Starting with the line that contains "of the photo" and going on through the line that contains "<point>756,189</point>", write those lines out again with "keypoint" swapped for "marker" and nothing else changed.

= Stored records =

————————

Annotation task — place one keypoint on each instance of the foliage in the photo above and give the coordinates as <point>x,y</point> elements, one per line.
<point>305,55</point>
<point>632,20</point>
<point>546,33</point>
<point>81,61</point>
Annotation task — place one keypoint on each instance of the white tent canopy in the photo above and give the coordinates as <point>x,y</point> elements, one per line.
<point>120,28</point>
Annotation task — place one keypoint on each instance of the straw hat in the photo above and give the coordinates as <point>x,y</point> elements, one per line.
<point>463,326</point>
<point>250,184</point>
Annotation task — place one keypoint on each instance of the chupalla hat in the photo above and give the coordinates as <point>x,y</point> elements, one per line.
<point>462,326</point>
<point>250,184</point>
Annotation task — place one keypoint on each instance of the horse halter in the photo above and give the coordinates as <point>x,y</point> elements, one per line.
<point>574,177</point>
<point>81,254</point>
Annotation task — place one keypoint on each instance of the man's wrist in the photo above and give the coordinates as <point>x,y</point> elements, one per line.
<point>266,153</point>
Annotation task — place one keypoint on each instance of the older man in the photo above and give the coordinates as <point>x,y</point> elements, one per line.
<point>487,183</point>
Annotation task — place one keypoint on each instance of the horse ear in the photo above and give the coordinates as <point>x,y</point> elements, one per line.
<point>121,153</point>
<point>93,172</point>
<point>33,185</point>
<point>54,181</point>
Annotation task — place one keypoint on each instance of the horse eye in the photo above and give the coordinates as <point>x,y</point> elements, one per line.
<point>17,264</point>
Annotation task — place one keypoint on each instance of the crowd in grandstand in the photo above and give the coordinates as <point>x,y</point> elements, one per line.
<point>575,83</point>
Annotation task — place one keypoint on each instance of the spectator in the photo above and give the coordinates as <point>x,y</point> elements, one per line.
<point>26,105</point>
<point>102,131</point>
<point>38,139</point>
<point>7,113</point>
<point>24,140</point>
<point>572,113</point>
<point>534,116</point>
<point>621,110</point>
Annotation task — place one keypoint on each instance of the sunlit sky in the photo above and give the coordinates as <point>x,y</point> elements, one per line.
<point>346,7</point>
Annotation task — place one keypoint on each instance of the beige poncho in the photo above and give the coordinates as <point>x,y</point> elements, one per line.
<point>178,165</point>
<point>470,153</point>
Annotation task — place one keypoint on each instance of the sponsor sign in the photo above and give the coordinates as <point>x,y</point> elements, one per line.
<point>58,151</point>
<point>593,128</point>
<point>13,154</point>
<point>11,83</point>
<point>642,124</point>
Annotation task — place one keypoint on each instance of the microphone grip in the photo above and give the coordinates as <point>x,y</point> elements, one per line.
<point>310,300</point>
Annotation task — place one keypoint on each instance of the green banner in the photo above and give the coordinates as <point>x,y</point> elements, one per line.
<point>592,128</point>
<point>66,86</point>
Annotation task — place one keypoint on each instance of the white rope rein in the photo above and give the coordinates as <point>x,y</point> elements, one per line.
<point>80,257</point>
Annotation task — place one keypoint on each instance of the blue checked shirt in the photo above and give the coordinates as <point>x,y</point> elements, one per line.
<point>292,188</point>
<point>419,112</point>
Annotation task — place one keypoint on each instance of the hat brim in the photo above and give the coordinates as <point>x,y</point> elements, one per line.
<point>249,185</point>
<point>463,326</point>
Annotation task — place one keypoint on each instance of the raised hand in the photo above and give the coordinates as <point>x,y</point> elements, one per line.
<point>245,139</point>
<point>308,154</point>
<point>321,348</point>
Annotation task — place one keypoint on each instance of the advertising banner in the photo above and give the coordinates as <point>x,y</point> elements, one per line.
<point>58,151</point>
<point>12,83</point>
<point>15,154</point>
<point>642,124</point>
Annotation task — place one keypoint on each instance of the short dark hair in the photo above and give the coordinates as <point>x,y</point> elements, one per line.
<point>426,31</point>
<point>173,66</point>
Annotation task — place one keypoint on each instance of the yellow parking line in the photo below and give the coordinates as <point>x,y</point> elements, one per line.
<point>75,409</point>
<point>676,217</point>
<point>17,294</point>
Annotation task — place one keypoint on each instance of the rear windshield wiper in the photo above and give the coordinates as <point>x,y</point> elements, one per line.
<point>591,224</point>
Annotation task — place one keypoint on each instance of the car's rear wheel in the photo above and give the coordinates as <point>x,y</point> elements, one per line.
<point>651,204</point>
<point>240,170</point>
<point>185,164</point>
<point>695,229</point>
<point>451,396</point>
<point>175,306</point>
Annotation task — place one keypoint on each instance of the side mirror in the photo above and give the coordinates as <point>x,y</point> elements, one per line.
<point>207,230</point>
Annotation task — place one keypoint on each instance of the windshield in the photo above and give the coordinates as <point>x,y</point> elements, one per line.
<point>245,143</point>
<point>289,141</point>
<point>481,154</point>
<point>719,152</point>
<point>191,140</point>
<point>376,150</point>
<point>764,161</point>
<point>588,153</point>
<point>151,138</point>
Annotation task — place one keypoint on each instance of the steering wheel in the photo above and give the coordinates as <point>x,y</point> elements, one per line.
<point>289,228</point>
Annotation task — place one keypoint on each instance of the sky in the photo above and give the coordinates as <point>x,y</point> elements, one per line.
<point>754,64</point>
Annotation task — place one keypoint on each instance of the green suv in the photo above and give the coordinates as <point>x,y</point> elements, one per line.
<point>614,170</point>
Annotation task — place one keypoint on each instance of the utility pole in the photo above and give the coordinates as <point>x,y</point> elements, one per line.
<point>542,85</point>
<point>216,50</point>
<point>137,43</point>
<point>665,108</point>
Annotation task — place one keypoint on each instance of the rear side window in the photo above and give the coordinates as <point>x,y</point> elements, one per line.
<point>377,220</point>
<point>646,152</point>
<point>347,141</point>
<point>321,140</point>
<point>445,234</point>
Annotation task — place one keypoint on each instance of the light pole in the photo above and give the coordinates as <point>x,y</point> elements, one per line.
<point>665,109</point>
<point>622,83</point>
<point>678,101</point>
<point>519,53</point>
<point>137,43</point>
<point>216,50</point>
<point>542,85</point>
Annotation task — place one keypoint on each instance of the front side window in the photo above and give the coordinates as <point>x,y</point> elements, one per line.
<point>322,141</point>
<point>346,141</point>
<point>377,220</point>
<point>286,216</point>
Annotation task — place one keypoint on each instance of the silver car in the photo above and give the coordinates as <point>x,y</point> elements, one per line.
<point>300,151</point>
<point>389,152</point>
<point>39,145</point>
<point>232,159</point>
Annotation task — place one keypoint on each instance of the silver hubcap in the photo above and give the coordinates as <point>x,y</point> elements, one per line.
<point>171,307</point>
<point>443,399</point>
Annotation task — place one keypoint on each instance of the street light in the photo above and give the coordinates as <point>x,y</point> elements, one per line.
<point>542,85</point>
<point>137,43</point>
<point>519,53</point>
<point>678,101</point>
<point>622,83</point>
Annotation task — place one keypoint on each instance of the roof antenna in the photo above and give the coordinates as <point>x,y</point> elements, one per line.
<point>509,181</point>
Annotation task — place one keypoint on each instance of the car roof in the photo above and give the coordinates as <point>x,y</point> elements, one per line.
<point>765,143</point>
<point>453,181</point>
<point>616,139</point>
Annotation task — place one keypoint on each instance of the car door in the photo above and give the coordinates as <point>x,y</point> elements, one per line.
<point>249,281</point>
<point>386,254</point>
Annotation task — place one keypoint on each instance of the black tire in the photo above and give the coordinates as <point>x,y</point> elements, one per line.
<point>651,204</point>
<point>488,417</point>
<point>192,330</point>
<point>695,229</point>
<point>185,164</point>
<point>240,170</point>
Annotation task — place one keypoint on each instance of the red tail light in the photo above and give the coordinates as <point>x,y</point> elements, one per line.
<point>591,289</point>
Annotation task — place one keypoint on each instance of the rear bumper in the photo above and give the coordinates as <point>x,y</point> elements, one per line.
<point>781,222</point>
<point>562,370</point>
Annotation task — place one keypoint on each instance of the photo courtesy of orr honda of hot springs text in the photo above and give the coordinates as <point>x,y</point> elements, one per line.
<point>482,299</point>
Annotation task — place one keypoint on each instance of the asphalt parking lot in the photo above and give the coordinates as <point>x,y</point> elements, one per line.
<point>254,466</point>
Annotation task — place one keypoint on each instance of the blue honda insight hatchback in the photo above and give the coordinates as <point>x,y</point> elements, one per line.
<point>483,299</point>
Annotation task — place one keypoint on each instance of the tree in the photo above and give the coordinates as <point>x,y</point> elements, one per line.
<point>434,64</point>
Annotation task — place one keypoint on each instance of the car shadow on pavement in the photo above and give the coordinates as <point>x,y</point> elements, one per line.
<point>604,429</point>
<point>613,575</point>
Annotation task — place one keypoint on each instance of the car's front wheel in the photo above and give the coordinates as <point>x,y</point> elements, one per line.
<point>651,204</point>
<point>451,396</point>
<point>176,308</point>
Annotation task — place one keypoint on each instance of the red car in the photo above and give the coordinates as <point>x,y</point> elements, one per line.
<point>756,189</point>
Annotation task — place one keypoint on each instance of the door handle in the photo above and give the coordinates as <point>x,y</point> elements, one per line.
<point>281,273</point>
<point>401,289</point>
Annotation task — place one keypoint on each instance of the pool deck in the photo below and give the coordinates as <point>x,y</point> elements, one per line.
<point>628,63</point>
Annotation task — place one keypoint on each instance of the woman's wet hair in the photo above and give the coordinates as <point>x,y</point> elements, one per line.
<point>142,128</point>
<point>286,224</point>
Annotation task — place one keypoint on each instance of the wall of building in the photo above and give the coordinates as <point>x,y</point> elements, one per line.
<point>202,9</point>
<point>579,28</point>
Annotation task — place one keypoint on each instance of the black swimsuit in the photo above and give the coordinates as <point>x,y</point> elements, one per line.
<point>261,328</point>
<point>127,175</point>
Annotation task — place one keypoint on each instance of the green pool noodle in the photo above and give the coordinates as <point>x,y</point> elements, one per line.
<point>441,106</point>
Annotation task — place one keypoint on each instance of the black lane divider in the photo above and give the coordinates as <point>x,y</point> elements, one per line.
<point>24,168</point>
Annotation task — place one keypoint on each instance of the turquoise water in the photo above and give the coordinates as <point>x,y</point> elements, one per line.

————————

= SOLUTION FOR THIS PROBLEM =
Annotation task — place one marker on each instance of the photo courtesy of orr honda of hot springs text in the photo above and give the coordinates as <point>x,y</point> elements, one per line.
<point>482,299</point>
Annotation task — place one marker on each instance of the asphalt parking lot in the photo above and give the coordinates as <point>x,y</point> elements, one per line.
<point>254,466</point>
Annotation task — place one marker on each instance of the blue honda insight hatchback in the photo above and give the coordinates as <point>x,y</point> elements, one per line.
<point>483,299</point>
Annotation task — place one marker on each instance of the tree in the photo above and give the coordinates as <point>x,y</point> elements, one per line.
<point>434,64</point>
Annotation task — place one marker on each instance of the car shadow on pavement in the photo above and give the coordinates as <point>x,y</point> elements, one per line.
<point>604,429</point>
<point>613,575</point>
Annotation task — place one marker on each instance of the car's front wheel in the photo above and give the coordinates as <point>x,y</point> elements, one per line.
<point>651,204</point>
<point>451,396</point>
<point>176,308</point>
Annotation task — place one marker on each instance of the red car in the photo above and give the coordinates as <point>x,y</point> elements, one per line.
<point>756,189</point>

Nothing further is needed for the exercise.